WRITTEN INSTRUCTION A:
Reproduce the passage about the Countess and her role in early Methodism word for word.

READING TEXT:
** start **
Not much is known about what influenced her decision to convert to Methodism; however, it is thought that her sister-in-law’s conversion, as well as her recovery from a period of illness while pregnant with her last child, likely played a role. In 1739, she joined John Wesley’s Methodist society in Fetter Lane, London. Her wealth, knack for organization, and religious devotion, made her invaluable to Wesley, as well as a key figure in the early years of the Methodist movement.
Her husband’s sudden death in 1746, after 18 years of marriage, is said to have had a deep emotional impact on the Countess, whom, some 45 years later, still wept at the mention of his name. Following his death, she devoted herself entirely to the Methodist cause. She became preoccupied with attempting to convert the upper classes of English society to Methodism, leveraging her wealth and social position to do so. While she never preached herself, she led numerous missionary expeditions across England. In 1748, she hired the enthusiastic Methodist preacher, George Whitefield, as her personal chaplain, encouraging him to give up his leadership in the Calvinistic wing of the Revival. During the 1750s, she became increasingly close to the Wesley brothers and other evangelical leaders, the majority of whom were Anglican clergy associated with Calvinism. In 1761, she opened a chapel at Brighton, the first of 64 chapels that would come to be known as “The Huntingdon Connexion.” A few years later, she founded Trevecca House, a training college for preachers, in Brecknockshire, Wales. Upon Whitefield’s death in 1770, she inherited his estates in Georgia and South Carolina as well as the enslaved
Africans who worked for him. In 1779, the Church of England ruled that her Methodist ministers should be removed from their offices, and as a result she was forced to take refuge under the Toleration Act and to register her chapels as dissenting places of worship. She remained an active member of the Methodist movement until her death in 1791. Many of her chapels are still in operation.
** end **
WRITTEN INSTRUCTION B:
Turn the records, from the line containing "Capture each billboard" through the last line of the records, into a numbered list, leaving out any blank lines.

DATA FOR THIS TASK:
** start **
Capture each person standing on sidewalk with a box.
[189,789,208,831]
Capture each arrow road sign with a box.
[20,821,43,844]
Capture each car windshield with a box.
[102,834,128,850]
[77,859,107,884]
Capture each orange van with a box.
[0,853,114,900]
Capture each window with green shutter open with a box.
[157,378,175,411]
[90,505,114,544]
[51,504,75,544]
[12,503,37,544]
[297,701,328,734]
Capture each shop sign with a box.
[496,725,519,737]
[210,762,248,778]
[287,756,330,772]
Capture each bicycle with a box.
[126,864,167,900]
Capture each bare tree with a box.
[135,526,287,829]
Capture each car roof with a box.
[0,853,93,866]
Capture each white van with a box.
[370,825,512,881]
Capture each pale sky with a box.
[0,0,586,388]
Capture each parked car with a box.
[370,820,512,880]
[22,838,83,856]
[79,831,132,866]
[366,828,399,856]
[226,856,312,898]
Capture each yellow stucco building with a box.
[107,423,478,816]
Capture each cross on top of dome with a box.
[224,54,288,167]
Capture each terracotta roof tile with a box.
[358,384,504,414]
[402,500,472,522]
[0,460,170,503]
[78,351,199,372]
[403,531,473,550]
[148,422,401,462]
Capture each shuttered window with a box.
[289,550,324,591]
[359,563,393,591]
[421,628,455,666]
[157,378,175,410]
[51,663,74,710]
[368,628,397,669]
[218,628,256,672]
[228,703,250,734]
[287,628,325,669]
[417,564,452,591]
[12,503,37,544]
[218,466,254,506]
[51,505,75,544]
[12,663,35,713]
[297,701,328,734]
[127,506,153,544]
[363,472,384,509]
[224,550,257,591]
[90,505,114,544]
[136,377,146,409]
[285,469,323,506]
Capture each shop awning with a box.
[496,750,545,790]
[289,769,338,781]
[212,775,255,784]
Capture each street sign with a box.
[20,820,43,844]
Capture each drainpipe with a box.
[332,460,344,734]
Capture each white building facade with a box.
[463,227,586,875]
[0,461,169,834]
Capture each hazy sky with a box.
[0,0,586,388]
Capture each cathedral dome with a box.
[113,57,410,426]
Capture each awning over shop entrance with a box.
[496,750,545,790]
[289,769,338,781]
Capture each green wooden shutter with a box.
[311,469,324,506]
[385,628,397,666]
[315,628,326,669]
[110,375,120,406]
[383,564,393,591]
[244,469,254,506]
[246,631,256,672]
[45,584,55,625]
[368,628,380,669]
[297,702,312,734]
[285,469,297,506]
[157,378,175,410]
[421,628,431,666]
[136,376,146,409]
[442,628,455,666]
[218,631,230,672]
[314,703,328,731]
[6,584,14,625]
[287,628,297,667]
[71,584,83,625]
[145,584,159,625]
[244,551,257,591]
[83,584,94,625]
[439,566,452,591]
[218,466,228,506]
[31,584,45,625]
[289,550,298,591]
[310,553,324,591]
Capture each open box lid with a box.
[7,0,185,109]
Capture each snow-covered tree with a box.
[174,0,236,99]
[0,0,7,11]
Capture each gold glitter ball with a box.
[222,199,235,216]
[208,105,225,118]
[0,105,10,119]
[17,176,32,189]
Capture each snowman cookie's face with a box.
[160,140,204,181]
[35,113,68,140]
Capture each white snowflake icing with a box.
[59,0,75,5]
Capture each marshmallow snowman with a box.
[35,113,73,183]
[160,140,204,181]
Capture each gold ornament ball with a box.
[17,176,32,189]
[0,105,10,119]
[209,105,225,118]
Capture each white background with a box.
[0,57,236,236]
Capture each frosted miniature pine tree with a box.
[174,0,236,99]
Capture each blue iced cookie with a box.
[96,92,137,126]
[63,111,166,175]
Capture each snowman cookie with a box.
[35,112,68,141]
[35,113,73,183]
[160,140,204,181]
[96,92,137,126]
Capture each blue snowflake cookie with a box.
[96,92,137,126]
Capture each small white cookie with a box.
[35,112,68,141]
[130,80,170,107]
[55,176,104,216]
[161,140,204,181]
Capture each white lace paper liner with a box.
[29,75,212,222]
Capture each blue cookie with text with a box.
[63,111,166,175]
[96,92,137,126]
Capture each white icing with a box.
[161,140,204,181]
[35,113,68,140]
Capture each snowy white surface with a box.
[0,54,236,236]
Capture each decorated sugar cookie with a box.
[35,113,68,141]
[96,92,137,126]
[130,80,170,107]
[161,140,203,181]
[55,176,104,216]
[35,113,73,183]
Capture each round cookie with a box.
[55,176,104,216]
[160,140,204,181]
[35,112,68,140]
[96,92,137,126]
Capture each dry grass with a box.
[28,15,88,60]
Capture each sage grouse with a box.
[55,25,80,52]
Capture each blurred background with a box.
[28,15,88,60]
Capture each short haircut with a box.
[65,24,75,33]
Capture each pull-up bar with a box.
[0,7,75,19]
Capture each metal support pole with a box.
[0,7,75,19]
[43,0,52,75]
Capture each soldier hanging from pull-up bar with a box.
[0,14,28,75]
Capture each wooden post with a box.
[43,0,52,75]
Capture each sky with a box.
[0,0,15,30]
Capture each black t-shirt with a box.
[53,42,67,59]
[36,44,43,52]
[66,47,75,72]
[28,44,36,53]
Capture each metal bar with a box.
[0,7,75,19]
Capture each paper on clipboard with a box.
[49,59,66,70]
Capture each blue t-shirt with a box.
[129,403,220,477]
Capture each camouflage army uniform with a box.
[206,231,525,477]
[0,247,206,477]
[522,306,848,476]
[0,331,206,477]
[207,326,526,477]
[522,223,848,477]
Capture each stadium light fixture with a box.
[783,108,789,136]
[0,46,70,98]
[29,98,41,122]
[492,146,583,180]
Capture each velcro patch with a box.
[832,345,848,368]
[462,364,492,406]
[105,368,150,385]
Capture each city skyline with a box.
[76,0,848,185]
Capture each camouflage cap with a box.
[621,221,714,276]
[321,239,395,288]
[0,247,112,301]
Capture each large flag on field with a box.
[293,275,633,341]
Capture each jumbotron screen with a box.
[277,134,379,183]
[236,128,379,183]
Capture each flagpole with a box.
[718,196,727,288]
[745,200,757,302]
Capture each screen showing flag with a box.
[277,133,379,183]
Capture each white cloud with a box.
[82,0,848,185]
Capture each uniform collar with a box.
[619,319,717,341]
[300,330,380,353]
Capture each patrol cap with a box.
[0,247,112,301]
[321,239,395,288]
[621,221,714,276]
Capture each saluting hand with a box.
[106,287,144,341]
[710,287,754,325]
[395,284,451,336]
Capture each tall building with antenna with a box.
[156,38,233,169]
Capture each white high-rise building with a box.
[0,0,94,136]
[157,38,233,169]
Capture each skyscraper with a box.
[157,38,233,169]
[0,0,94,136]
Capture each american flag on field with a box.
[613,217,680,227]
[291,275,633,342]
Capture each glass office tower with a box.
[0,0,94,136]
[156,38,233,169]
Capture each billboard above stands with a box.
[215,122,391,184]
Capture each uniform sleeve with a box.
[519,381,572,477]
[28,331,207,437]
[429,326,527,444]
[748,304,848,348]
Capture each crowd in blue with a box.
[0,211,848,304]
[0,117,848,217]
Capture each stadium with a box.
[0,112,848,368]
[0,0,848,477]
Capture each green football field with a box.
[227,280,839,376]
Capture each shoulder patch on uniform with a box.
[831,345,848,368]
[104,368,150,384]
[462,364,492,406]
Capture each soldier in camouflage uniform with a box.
** end **
FULL OUTPUT A:
Not much is known about what influenced her decision to convert to Methodism; however, it is thought that her sister-in-law’s conversion, as well as her recovery from a period of illness while pregnant with her last child, likely played a role. In 1739, she joined John Wesley’s Methodist society in Fetter Lane, London. Her wealth, knack for organization, and religious devotion, made her invaluable to Wesley, as well as a key figure in the early years of the Methodist movement.
Her husband’s sudden death in 1746, after 18 years of marriage, is said to have had a deep emotional impact on the Countess, whom, some 45 years later, still wept at the mention of his name. Following his death, she devoted herself entirely to the Methodist cause. She became preoccupied with attempting to convert the upper classes of English society to Methodism, leveraging her wealth and social position to do so. While she never preached herself, she led numerous missionary expeditions across England. In 1748, she hired the enthusiastic Methodist preacher, George Whitefield, as her personal chaplain, encouraging him to give up his leadership in the Calvinistic wing of the Revival. During the 1750s, she became increasingly close to the Wesley brothers and other evangelical leaders, the majority of whom were Anglican clergy associated with Calvinism. In 1761, she opened a chapel at Brighton, the first of 64 chapels that would come to be known as “The Huntingdon Connexion.” A few years later, she founded Trevecca House, a training college for preachers, in Brecknockshire, Wales. Upon Whitefield’s death in 1770, she inherited his estates in Georgia and South Carolina as well as the enslaved
Africans who worked for him. In 1779, the Church of England ruled that her Methodist ministers should be removed from their offices, and as a result she was forced to take refuge under the Toleration Act and to register her chapels as dissenting places of worship. She remained an active member of the Methodist movement until her death in 1791. Many of her chapels are still in operation.

FULL OUTPUT B:
1. Capture each billboard above stands with a box.
2. [215,122,391,184]
3. Capture each uniform sleeve with a box.
4. [519,381,572,477]
5. [28,331,207,437]
6. [429,326,527,444]
7. [748,304,848,348]
8. Capture each crowd in blue with a box.
9. [0,211,848,304]
10. [0,117,848,217]
11. Capture each stadium with a box.
12. [0,112,848,368]
13. [0,0,848,477]
14. Capture each green football field with a box.
15. [227,280,839,376]
16. Capture each shoulder patch on uniform with a box.
17. [831,345,848,368]
18. [104,368,150,384]
19. [462,364,492,406]
20. Capture each soldier in camouflage uniform with a box.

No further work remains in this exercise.